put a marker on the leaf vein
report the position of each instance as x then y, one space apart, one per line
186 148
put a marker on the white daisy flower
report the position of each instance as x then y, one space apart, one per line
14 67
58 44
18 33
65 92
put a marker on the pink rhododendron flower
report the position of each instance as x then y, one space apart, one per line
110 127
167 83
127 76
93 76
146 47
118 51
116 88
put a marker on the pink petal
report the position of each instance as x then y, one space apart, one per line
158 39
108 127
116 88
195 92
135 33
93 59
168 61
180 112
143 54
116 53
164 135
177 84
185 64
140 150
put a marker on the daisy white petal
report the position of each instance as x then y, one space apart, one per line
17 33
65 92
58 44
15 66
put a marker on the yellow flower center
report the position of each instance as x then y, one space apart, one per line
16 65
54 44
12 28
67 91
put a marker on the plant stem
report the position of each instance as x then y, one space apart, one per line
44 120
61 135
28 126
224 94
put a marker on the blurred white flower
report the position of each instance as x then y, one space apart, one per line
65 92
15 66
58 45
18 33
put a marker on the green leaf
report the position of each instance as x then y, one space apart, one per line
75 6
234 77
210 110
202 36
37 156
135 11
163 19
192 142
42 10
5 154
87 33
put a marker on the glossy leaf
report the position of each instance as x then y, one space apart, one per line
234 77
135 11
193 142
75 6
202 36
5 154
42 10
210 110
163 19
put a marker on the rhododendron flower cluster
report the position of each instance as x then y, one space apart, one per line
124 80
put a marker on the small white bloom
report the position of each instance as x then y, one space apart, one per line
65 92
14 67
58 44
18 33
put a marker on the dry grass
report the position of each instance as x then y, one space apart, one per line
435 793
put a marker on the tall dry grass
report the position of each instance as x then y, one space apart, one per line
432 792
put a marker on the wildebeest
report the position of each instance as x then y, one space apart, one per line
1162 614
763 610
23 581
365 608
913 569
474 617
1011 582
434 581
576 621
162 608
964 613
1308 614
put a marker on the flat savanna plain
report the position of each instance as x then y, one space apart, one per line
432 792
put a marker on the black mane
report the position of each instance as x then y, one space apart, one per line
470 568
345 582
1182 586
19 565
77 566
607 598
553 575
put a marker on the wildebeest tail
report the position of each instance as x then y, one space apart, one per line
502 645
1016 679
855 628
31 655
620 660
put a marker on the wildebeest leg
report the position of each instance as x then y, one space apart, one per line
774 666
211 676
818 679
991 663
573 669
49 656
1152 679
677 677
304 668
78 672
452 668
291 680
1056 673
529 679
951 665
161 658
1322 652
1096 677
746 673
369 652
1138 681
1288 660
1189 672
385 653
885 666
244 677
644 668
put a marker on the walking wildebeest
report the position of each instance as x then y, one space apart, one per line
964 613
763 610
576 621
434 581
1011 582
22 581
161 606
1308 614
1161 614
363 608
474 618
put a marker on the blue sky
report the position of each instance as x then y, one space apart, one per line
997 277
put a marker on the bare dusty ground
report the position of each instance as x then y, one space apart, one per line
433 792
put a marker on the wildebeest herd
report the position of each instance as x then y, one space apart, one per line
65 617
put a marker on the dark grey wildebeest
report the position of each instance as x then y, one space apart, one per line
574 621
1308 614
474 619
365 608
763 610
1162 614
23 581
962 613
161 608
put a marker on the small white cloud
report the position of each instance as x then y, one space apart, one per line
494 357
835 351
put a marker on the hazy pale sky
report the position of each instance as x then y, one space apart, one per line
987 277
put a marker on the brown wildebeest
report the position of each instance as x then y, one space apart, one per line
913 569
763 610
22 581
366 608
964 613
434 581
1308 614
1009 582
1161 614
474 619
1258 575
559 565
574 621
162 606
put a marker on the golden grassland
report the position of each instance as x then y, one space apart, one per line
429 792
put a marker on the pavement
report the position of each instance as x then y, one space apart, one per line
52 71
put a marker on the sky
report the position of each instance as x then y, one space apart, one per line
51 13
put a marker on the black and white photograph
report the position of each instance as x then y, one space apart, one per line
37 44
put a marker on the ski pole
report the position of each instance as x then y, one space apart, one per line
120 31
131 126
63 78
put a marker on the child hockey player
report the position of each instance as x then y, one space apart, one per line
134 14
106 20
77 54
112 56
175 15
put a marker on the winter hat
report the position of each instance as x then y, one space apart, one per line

== == ==

▶ _Exercise requirements_
Check each line of the material above for "rhododendron" and say how many lines contain it, giving the number alone.

▶ _Expected output_
2